• _What is needed_:
A word-for-word copy of the entries below is required.

Available data section start

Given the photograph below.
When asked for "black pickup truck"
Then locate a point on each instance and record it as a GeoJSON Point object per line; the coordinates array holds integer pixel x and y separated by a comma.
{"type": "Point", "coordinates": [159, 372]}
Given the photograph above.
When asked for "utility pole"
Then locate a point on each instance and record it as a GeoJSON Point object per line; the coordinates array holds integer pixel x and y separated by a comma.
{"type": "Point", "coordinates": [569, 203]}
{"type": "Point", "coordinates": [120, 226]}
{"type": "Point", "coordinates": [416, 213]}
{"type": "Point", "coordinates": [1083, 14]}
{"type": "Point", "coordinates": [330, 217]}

Available data section end

• _Response_:
Given the photograph below.
When asked for "black pickup truck"
Then locate a point on each instance and record it as a GeoJSON Point object per line; the coordinates array holds integer pixel x and y separated by a comma.
{"type": "Point", "coordinates": [159, 372]}
Given the photograph above.
When asked for "utility pole"
Then locate a point on each instance and record it as a GeoJSON Point object per line; the coordinates array holds integer pixel x and y separated by a comma.
{"type": "Point", "coordinates": [569, 203]}
{"type": "Point", "coordinates": [120, 226]}
{"type": "Point", "coordinates": [416, 213]}
{"type": "Point", "coordinates": [1083, 14]}
{"type": "Point", "coordinates": [330, 217]}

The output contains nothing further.